-- START The records --
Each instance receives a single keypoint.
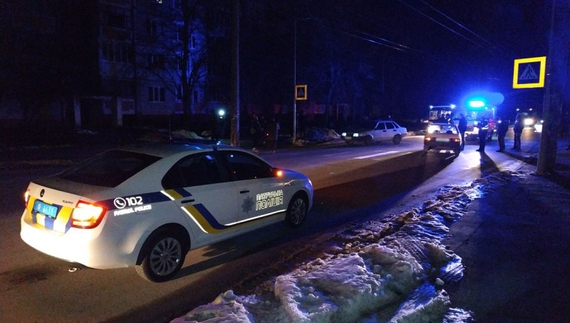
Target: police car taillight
(26, 198)
(86, 215)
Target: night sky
(418, 52)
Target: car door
(391, 131)
(259, 192)
(203, 192)
(380, 131)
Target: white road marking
(376, 155)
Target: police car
(147, 205)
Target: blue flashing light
(477, 103)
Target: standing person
(462, 126)
(256, 131)
(518, 128)
(502, 132)
(483, 126)
(272, 134)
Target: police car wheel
(162, 259)
(297, 211)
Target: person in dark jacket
(462, 126)
(483, 126)
(503, 127)
(518, 128)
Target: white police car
(148, 205)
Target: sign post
(529, 72)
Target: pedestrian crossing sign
(301, 92)
(529, 72)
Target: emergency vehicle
(147, 205)
(474, 111)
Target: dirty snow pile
(389, 270)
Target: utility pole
(552, 106)
(235, 115)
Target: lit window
(156, 94)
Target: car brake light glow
(26, 198)
(86, 215)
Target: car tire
(397, 139)
(162, 257)
(297, 211)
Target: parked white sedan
(147, 205)
(376, 131)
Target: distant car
(443, 137)
(376, 131)
(148, 205)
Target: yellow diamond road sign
(301, 92)
(529, 72)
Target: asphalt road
(351, 184)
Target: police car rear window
(108, 169)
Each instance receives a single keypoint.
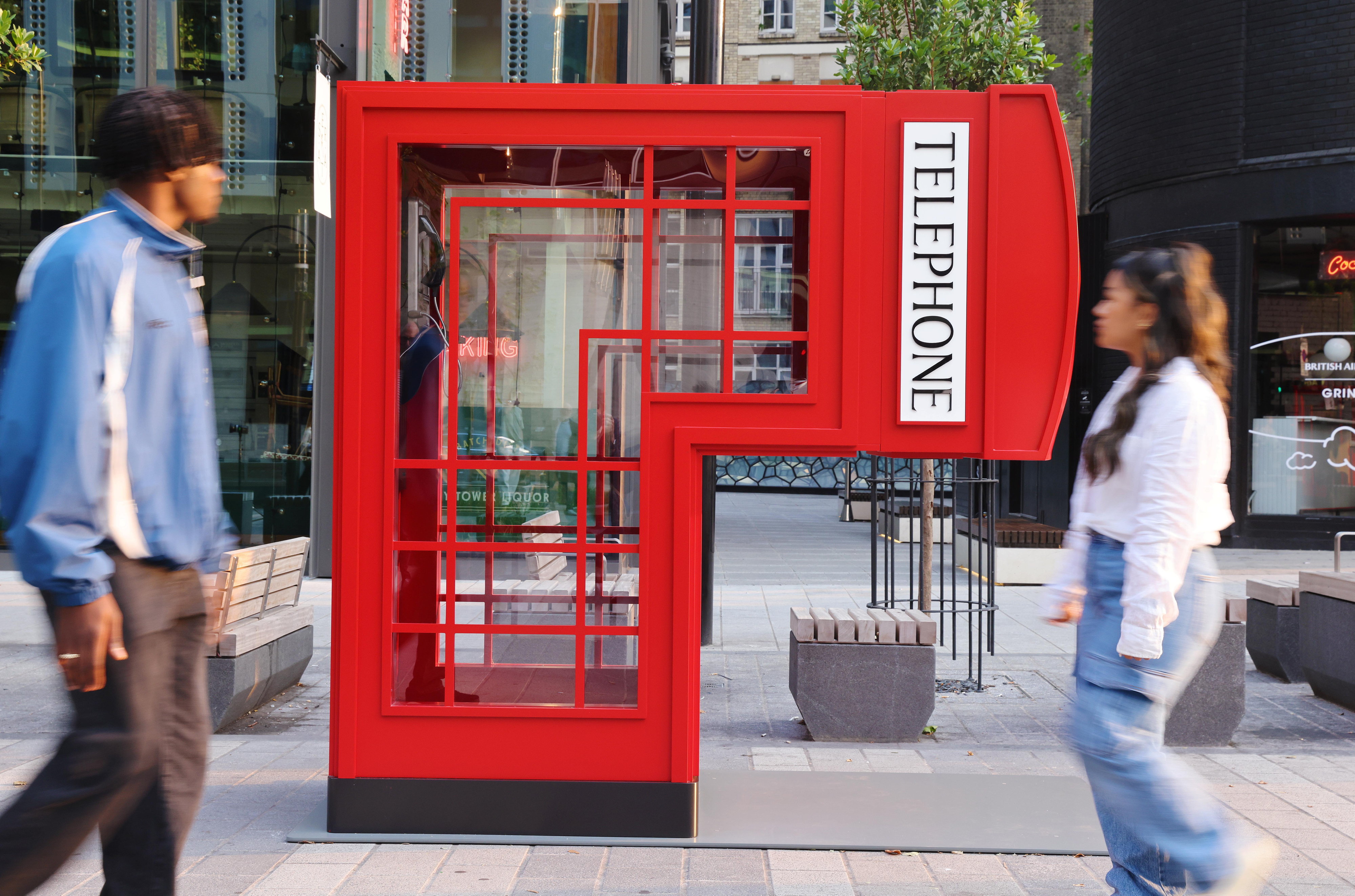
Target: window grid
(778, 17)
(587, 547)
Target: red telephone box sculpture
(552, 302)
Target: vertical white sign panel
(936, 263)
(322, 172)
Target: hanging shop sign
(936, 244)
(1337, 266)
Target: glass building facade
(254, 65)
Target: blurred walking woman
(1140, 580)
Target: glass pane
(614, 385)
(612, 670)
(419, 668)
(1304, 393)
(613, 589)
(533, 670)
(690, 251)
(421, 585)
(772, 270)
(772, 174)
(536, 507)
(526, 589)
(421, 505)
(555, 271)
(770, 367)
(613, 507)
(688, 172)
(686, 366)
(537, 172)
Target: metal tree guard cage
(963, 539)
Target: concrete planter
(1273, 638)
(1327, 635)
(881, 694)
(245, 683)
(1212, 707)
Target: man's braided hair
(152, 130)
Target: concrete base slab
(1273, 639)
(245, 683)
(1326, 633)
(843, 811)
(1216, 699)
(879, 694)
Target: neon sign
(479, 347)
(1338, 266)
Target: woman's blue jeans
(1163, 829)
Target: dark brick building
(1232, 124)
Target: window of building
(1303, 371)
(830, 21)
(778, 17)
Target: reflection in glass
(772, 264)
(688, 172)
(419, 668)
(686, 366)
(1304, 389)
(422, 366)
(613, 589)
(535, 507)
(613, 507)
(525, 670)
(690, 251)
(612, 665)
(540, 172)
(614, 399)
(770, 367)
(547, 273)
(524, 589)
(772, 174)
(421, 505)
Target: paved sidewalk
(1291, 771)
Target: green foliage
(941, 45)
(1083, 61)
(17, 49)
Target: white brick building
(773, 42)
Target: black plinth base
(1273, 639)
(1215, 702)
(551, 809)
(1326, 634)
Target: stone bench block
(1213, 703)
(245, 683)
(881, 694)
(1327, 646)
(1273, 639)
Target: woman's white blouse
(1166, 498)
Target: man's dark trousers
(135, 764)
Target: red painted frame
(1022, 300)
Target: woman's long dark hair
(1192, 323)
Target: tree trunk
(925, 520)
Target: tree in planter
(941, 45)
(17, 48)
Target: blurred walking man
(109, 482)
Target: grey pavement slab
(845, 809)
(1291, 771)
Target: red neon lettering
(479, 347)
(1338, 266)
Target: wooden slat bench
-- END The records --
**Exercise aim:**
Please rewrite all of the rows above as a numbered list, leaving out blank lines and omitting the pictures from your answer.

**Exercise output:**
1. Each instance receives a single keypoint.
2. Target: police car taillight
3. (26, 198)
4. (86, 215)
5. Target: night sky
6. (418, 52)
7. Target: car door
8. (391, 131)
9. (259, 192)
10. (203, 192)
11. (380, 131)
12. Target: white road marking
13. (376, 155)
14. Target: police car
15. (147, 205)
16. Target: blue flashing light
17. (477, 103)
18. Target: standing person
19. (462, 126)
20. (256, 131)
21. (518, 128)
22. (502, 132)
23. (483, 126)
24. (272, 134)
25. Target: police car wheel
26. (162, 259)
27. (297, 211)
28. Target: person in dark jacket
29. (462, 126)
30. (483, 126)
31. (503, 127)
32. (518, 128)
33. Target: white police car
34. (148, 205)
35. Target: sign post
36. (529, 72)
37. Target: pedestrian crossing sign
38. (301, 92)
39. (529, 72)
40. Target: emergency vehicle
41. (147, 205)
42. (474, 111)
43. Target: dirty snow pile
44. (389, 270)
45. Target: utility pole
46. (552, 106)
47. (235, 115)
48. Target: lit window
49. (156, 94)
50. Target: car brake light glow
51. (26, 198)
52. (86, 215)
53. Target: car tire
54. (397, 139)
55. (162, 257)
56. (297, 211)
57. Target: parked white sedan
58. (147, 205)
59. (376, 131)
60. Target: distant car
61. (443, 137)
62. (376, 131)
63. (148, 205)
64. Target: yellow diamond road sign
65. (301, 92)
66. (529, 72)
67. Target: asphalt road
68. (351, 184)
69. Target: police car rear window
70. (108, 169)
71. Each instance receives a single keypoint.
72. Target: window grid
73. (778, 17)
74. (587, 547)
75. Target: red telephone box sculpture
76. (552, 302)
77. Target: vertical white sign panel
78. (936, 263)
79. (322, 172)
80. Target: hanging shop sign
81. (936, 244)
82. (1337, 266)
83. Target: glass building facade
84. (254, 65)
85. Target: blurred walking woman
86. (1140, 580)
87. Target: glass pane
88. (614, 385)
89. (612, 670)
90. (419, 668)
91. (1304, 393)
92. (613, 589)
93. (533, 670)
94. (690, 251)
95. (421, 585)
96. (772, 270)
97. (772, 174)
98. (536, 507)
99. (526, 589)
100. (421, 505)
101. (555, 271)
102. (770, 367)
103. (613, 507)
104. (688, 172)
105. (686, 366)
106. (537, 172)
107. Target: metal tree guard cage
108. (963, 539)
109. Target: concrete planter
110. (1273, 638)
111. (1327, 635)
112. (881, 694)
113. (245, 683)
114. (1212, 707)
115. Target: man's braided hair
116. (152, 130)
117. Target: concrete base slab
118. (1273, 639)
119. (245, 683)
120. (1326, 633)
121. (843, 811)
122. (1216, 699)
123. (879, 694)
124. Target: neon sign
125. (479, 347)
126. (1338, 266)
127. Target: woman's blue jeans
128. (1163, 829)
129. Target: dark brick building
130. (1232, 124)
131. Target: window of building
132. (1303, 371)
133. (830, 21)
134. (778, 17)
135. Target: reflection in glass
136. (772, 264)
137. (688, 172)
138. (419, 668)
139. (686, 366)
140. (1304, 389)
141. (422, 366)
142. (613, 589)
143. (535, 507)
144. (613, 507)
145. (525, 670)
146. (690, 251)
147. (612, 665)
148. (540, 172)
149. (614, 399)
150. (770, 367)
151. (547, 273)
152. (524, 589)
153. (772, 174)
154. (421, 505)
155. Target: paved sidewalk
156. (1291, 771)
157. Target: green foliage
158. (941, 45)
159. (1083, 61)
160. (17, 49)
161. Target: white brick building
162. (773, 42)
163. Target: black plinth base
164. (1273, 639)
165. (1215, 702)
166. (551, 809)
167. (1326, 634)
168. Target: stone bench block
169. (1213, 703)
170. (245, 683)
171. (881, 694)
172. (1327, 646)
173. (1273, 639)
174. Target: woman's white blouse
175. (1166, 498)
176. Target: man's dark trousers
177. (135, 764)
178. Target: red painted frame
179. (1022, 300)
180. Target: woman's long dark hair
181. (1192, 323)
182. Target: tree trunk
183. (925, 520)
184. Target: tree in planter
185. (941, 45)
186. (17, 48)
187. Target: blurred walking man
188. (109, 482)
189. Target: grey pavement slab
190. (845, 809)
191. (1291, 771)
192. Target: red neon lettering
193. (479, 347)
194. (1338, 266)
195. Target: wooden slat bench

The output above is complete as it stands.